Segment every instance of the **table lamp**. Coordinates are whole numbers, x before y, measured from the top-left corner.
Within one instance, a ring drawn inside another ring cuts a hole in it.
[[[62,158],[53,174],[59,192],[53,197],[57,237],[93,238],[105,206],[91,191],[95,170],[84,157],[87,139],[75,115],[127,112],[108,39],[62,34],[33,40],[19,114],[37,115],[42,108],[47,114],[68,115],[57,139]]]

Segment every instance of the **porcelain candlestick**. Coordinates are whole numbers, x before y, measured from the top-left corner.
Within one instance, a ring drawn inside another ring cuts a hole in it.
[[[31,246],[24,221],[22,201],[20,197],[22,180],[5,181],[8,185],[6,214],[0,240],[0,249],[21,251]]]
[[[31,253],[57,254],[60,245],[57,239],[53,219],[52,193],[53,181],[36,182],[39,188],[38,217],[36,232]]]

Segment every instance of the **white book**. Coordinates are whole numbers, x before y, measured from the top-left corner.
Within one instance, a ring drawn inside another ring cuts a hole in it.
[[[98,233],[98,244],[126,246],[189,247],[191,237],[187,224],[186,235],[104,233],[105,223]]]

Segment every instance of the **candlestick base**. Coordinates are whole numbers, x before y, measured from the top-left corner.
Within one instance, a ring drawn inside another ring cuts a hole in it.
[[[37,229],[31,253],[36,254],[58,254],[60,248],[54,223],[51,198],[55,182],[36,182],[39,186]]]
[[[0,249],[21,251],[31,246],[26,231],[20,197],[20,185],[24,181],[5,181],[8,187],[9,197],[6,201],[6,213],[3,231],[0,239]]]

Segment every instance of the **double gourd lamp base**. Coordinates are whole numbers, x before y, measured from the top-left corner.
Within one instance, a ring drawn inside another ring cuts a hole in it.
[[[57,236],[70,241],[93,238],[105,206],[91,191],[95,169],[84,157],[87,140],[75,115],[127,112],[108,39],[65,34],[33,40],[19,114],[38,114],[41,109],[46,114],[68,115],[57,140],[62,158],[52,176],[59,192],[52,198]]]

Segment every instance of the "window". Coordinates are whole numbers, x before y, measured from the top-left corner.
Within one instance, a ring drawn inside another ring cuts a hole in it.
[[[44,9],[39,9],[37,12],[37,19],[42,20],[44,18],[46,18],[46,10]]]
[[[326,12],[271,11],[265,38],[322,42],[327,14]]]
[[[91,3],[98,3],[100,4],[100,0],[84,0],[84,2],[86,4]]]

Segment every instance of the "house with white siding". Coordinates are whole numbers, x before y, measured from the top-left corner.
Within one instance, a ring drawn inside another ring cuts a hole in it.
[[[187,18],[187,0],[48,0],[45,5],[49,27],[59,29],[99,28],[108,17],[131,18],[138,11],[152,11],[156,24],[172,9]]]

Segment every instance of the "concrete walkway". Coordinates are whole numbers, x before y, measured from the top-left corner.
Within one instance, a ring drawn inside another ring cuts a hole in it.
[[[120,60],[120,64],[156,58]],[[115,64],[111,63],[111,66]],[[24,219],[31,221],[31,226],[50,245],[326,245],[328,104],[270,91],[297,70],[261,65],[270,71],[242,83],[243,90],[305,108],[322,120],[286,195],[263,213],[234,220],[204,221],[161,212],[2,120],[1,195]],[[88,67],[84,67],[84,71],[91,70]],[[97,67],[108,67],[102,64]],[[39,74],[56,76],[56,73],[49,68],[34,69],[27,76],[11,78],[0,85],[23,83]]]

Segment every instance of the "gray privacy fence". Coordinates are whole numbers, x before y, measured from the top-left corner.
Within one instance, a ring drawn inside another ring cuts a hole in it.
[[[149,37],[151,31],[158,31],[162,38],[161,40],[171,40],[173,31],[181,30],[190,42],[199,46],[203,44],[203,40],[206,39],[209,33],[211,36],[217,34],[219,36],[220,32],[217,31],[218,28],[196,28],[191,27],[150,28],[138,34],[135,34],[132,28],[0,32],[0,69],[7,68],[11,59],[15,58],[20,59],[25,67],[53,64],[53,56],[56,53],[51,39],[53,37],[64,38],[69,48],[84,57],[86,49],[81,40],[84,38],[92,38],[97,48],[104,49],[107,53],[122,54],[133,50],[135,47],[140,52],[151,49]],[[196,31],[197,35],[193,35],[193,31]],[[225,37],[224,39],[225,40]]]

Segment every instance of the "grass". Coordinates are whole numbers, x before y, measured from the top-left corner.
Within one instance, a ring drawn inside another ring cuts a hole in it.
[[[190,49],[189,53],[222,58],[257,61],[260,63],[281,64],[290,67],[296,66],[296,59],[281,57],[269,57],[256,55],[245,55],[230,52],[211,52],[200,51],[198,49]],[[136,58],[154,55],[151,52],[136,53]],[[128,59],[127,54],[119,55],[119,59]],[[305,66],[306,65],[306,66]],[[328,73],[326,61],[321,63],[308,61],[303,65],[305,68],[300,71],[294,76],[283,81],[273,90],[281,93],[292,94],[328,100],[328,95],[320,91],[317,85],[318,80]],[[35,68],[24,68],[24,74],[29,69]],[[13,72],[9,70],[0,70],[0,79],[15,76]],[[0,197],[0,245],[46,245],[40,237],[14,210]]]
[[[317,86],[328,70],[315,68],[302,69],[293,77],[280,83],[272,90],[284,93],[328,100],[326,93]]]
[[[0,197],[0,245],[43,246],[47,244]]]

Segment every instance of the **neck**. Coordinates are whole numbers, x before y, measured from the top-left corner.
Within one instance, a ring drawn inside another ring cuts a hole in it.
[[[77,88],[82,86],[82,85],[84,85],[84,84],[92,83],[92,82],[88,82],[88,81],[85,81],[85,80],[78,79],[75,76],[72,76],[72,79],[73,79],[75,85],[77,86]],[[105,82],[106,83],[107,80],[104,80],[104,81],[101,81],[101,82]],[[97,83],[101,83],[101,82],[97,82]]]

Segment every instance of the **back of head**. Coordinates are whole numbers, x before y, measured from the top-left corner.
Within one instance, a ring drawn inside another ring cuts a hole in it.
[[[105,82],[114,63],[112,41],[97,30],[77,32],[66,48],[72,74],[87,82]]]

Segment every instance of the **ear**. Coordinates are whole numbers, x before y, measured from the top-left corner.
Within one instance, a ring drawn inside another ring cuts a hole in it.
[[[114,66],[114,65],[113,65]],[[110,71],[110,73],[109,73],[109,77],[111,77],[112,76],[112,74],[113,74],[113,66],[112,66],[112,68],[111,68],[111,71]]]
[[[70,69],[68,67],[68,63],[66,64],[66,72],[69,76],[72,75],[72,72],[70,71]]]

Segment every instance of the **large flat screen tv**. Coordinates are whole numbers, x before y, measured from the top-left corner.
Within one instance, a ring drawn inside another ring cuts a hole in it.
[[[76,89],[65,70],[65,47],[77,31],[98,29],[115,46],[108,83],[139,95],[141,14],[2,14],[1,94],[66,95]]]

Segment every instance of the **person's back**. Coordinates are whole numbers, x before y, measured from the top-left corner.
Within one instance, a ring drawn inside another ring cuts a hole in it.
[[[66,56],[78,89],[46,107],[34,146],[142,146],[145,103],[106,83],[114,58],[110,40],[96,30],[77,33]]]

### Stated problem
Copy out every one of the records above word for word, keeping each line the same as it stands.

### Expected output
Segment every instance of the **table lamp**. Coordinates are whole numbers, x before y, measured from the top-left corner.
Within one instance, a ring drawn inside another ring cuts a hole in it.
[[[62,158],[53,174],[59,192],[53,197],[57,237],[93,238],[105,206],[91,191],[95,170],[84,157],[87,139],[75,115],[127,112],[108,39],[62,34],[33,40],[19,114],[37,115],[42,108],[47,114],[68,115],[57,139]]]

Segment every instance of the **porcelain candlestick**. Coordinates are whole numbers, x before y, measured from the top-left corner.
Within one instance, a ring drawn inside another ring cuts a hole in it.
[[[31,246],[24,221],[22,201],[20,197],[22,180],[5,181],[8,185],[6,214],[0,240],[0,249],[21,251]]]
[[[31,253],[57,254],[60,245],[57,239],[53,219],[52,193],[53,181],[36,182],[39,188],[38,217],[36,232]]]

Segment every instance of the **white book**. Coordinates are whole numbers, x before y, measured from the top-left corner.
Within one instance, a ring drawn inside another ring cuts a hole in it.
[[[98,233],[98,244],[126,246],[189,247],[191,237],[187,224],[186,235],[104,233],[105,223]]]

Segment every instance of the **candlestick base**. Coordinates are whole numbers, x before y, measured from the top-left corner.
Within one instance, a ring drawn inside another ring cuts a hole in it.
[[[37,229],[31,253],[36,254],[58,254],[60,248],[54,223],[51,198],[55,182],[36,182],[39,186]]]
[[[0,249],[21,251],[31,246],[26,231],[20,197],[20,185],[24,181],[5,181],[8,187],[9,197],[6,201],[6,213],[3,231],[0,239]]]

Segment every instance of the **double gourd lamp base**. Coordinates are whole numbers, x before y, measured from the top-left corner.
Within one instance, a ring drawn inside another ring cuts a hole in it.
[[[57,236],[70,241],[93,238],[105,206],[91,191],[95,169],[84,157],[87,140],[75,115],[127,112],[108,39],[65,34],[33,40],[19,114],[38,114],[41,109],[46,114],[68,115],[57,140],[62,158],[52,176],[59,192],[52,198]]]

Segment every instance of the "window". Coordinates are whole numbers, x before y, measured from the top-left corner.
Within one instance, a ring drawn inside another ring cuts a hole in it.
[[[44,9],[39,9],[37,12],[37,19],[42,20],[44,18],[46,18],[46,10]]]
[[[326,12],[271,11],[265,38],[322,42],[327,14]]]
[[[91,3],[98,3],[100,4],[100,0],[84,0],[84,2],[86,4]]]

Segment every instance of the "house with white siding". Coordinates are whole numbers, x before y, measured from the top-left corner.
Within one instance, a ring drawn inside another ring cuts a hole in it.
[[[187,18],[187,0],[48,0],[45,5],[49,27],[59,29],[99,28],[108,17],[131,18],[138,11],[152,11],[156,24],[172,9]]]

Segment every instance of the "concrete walkway". Coordinates are whole numbers, x before y, measured from the top-left corner.
Within one instance, a ring drawn inside another ring cuts a hole in it.
[[[120,60],[120,64],[156,58]],[[115,64],[111,63],[111,66]],[[24,219],[31,221],[31,226],[50,245],[326,245],[328,104],[270,91],[297,70],[261,65],[270,71],[242,83],[243,90],[305,108],[322,120],[286,195],[263,213],[234,220],[204,221],[161,212],[2,120],[1,195]],[[88,67],[84,67],[84,71],[91,70]],[[97,67],[108,67],[102,64]],[[39,74],[56,76],[56,73],[49,68],[34,69],[27,76],[11,78],[0,85],[23,83]]]

Segment every instance of the "gray privacy fence". Coordinates are whole numbers, x before y, measured from the top-left corner.
Within one instance, a ring drawn inside another ring cuts a hole in it.
[[[149,37],[151,31],[158,31],[162,38],[161,40],[171,40],[173,31],[181,30],[190,42],[199,46],[203,44],[203,40],[206,39],[209,33],[211,36],[217,34],[219,36],[220,32],[217,31],[218,28],[196,28],[191,27],[150,28],[138,34],[135,34],[132,28],[0,32],[0,69],[7,68],[11,59],[15,58],[20,59],[25,67],[53,64],[53,56],[56,53],[51,39],[53,37],[64,38],[69,48],[84,57],[86,49],[81,40],[84,38],[92,38],[97,48],[104,49],[107,53],[122,54],[133,50],[135,47],[140,52],[151,49]],[[196,31],[197,35],[193,35],[193,31]],[[225,37],[224,39],[225,40]]]

Segment every instance of the "grass". Coordinates are whole numbers, x before y, measured from the top-left corner.
Within one instance, a ring drawn inside another ring cuts a hole in it.
[[[190,49],[189,53],[222,58],[257,61],[260,63],[281,64],[290,67],[296,66],[296,59],[281,57],[269,57],[256,55],[245,55],[230,52],[211,52],[200,51],[198,49]],[[136,58],[154,55],[151,52],[136,53]],[[128,59],[127,54],[119,55],[119,59]],[[305,66],[306,65],[306,66]],[[328,73],[326,61],[321,63],[308,61],[303,65],[305,68],[300,71],[294,76],[283,81],[273,90],[281,93],[292,94],[328,100],[328,95],[320,91],[317,85],[318,80]],[[35,68],[24,68],[24,74],[29,69]],[[13,72],[9,70],[0,70],[0,79],[15,76]],[[0,197],[0,245],[46,245],[40,237],[14,210]]]
[[[317,86],[328,70],[315,68],[302,69],[293,77],[280,83],[272,90],[284,93],[328,100],[326,93]]]
[[[0,197],[0,245],[43,246],[47,244]]]

Segment every instance of the **neck**. Coordinates are whole numbers, x before y, measured from the top-left corner.
Within one instance, a ring drawn inside another ring cuts a hole in it.
[[[77,88],[82,86],[82,85],[84,85],[84,84],[92,83],[92,82],[88,82],[88,81],[85,81],[85,80],[78,79],[75,76],[72,76],[72,79],[73,79],[75,85],[77,86]],[[105,82],[106,83],[107,80],[104,80],[104,81],[101,81],[101,82]],[[97,83],[101,83],[101,82],[97,82]]]

Segment every instance of the **back of head**. Coordinates are whole numbers, x before y, measured from the top-left corner.
Within one instance, a ring drawn inside another ring cuts a hole in it.
[[[105,82],[114,63],[112,41],[97,30],[77,32],[66,48],[72,74],[87,82]]]

Segment every instance of the **ear**. Coordinates are whole numbers, x before y, measured from the top-left corner.
Within one instance, a ring drawn inside another ring cuts a hole in it.
[[[114,66],[114,65],[113,65]],[[110,71],[110,73],[109,73],[109,77],[111,77],[112,76],[112,74],[113,74],[113,66],[112,66],[112,68],[111,68],[111,71]]]
[[[70,69],[68,67],[68,63],[66,64],[66,72],[69,76],[72,75],[72,72],[70,71]]]

Segment every instance of the **large flat screen tv**. Coordinates are whole numbers, x before y, measured from the top-left corner.
Within one instance, a ring drawn inside another ring cuts a hole in it.
[[[76,89],[65,70],[65,47],[77,31],[98,29],[115,46],[108,83],[139,95],[141,14],[2,14],[1,94],[66,95]]]

Segment every instance of the **person's back**. Coordinates are whole numbers, x before y, measured from the top-left corner.
Within one instance, a ring drawn inside another ring cuts a hole in it.
[[[66,56],[78,89],[46,107],[34,146],[142,146],[145,103],[106,83],[114,58],[110,40],[96,30],[77,33]]]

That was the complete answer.